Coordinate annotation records
========

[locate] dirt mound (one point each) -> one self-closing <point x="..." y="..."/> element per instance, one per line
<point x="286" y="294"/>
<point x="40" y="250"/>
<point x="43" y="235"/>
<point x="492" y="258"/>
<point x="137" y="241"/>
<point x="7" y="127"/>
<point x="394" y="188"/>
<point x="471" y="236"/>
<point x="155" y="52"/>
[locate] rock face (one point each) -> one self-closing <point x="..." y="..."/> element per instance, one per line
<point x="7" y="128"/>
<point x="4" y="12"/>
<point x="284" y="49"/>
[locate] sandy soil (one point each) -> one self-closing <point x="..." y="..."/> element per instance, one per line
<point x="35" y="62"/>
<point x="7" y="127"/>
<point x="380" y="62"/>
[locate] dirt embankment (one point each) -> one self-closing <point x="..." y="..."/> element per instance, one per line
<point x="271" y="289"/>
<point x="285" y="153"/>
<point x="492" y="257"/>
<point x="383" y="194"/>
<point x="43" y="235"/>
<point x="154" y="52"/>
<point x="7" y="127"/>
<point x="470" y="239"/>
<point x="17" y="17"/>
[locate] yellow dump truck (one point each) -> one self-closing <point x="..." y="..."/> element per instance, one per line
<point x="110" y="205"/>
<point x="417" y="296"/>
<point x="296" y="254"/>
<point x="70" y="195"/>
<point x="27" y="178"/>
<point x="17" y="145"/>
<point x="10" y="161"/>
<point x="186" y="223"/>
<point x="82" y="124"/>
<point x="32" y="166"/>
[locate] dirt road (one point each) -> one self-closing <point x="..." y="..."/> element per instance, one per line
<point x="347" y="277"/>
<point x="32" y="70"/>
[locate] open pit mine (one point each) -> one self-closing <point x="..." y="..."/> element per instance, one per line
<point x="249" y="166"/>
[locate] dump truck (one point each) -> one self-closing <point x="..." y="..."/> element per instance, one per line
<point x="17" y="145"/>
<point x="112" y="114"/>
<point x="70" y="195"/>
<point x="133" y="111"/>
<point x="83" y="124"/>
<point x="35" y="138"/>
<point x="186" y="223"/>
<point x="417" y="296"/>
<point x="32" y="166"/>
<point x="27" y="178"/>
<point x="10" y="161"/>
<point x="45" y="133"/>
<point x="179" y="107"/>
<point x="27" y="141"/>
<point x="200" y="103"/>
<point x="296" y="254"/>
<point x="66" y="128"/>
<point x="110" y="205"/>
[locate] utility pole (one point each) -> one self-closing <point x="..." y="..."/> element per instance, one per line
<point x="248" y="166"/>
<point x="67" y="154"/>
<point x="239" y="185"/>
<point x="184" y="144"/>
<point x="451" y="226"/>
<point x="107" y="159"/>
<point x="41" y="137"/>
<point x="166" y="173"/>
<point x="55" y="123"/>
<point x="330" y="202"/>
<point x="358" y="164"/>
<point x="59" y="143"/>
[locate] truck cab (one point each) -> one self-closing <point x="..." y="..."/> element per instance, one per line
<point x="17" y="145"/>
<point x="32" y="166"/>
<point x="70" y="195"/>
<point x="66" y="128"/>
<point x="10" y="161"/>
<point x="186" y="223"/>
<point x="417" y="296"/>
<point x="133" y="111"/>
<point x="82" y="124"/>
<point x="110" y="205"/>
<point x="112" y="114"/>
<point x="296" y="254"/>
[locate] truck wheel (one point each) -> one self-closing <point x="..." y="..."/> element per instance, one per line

========

▸ Task objective
Rescale the records starting at the line containing "[locate] dirt road" and ending at the last line of the records. Reproduce only those lines, requests included and left unchanged, with every coordinate in the answers multiplied by 1.55 and rounded to a whole number, halves rounded up.

▸ Solved exercise
[locate] dirt road (one point each) -> one self-closing <point x="..." y="..."/> element per instance, one per line
<point x="538" y="429"/>
<point x="50" y="109"/>
[locate] open pit mine (one point each) -> one self-closing <point x="..." y="..."/> element per instance, one per line
<point x="386" y="257"/>
[locate] dump truck (one point each) -> one self-closing <point x="..." y="..."/> element per instance, one per line
<point x="26" y="225"/>
<point x="174" y="177"/>
<point x="109" y="302"/>
<point x="206" y="172"/>
<point x="129" y="192"/>
<point x="54" y="214"/>
<point x="288" y="346"/>
<point x="646" y="459"/>
<point x="50" y="257"/>
<point x="42" y="276"/>
<point x="16" y="250"/>
<point x="70" y="206"/>
<point x="277" y="166"/>
<point x="42" y="219"/>
<point x="310" y="160"/>
<point x="459" y="394"/>
<point x="102" y="198"/>
<point x="171" y="318"/>
[locate] utility pole (one point each) -> one self-closing <point x="..." y="..."/> element per instance, one per line
<point x="384" y="257"/>
<point x="104" y="239"/>
<point x="370" y="287"/>
<point x="285" y="223"/>
<point x="699" y="350"/>
<point x="166" y="246"/>
<point x="64" y="212"/>
<point x="257" y="268"/>
<point x="85" y="191"/>
<point x="512" y="313"/>
<point x="555" y="254"/>
<point x="91" y="222"/>
[locate] truck cab (one point each) -> one self-closing <point x="..." y="..."/> element per instance, one per line
<point x="26" y="225"/>
<point x="50" y="257"/>
<point x="109" y="302"/>
<point x="102" y="198"/>
<point x="16" y="250"/>
<point x="288" y="346"/>
<point x="646" y="459"/>
<point x="206" y="172"/>
<point x="127" y="192"/>
<point x="171" y="318"/>
<point x="174" y="177"/>
<point x="459" y="394"/>
[locate] truck wheel (one point each) -> one self-closing <point x="..." y="..."/> element per instance, one per line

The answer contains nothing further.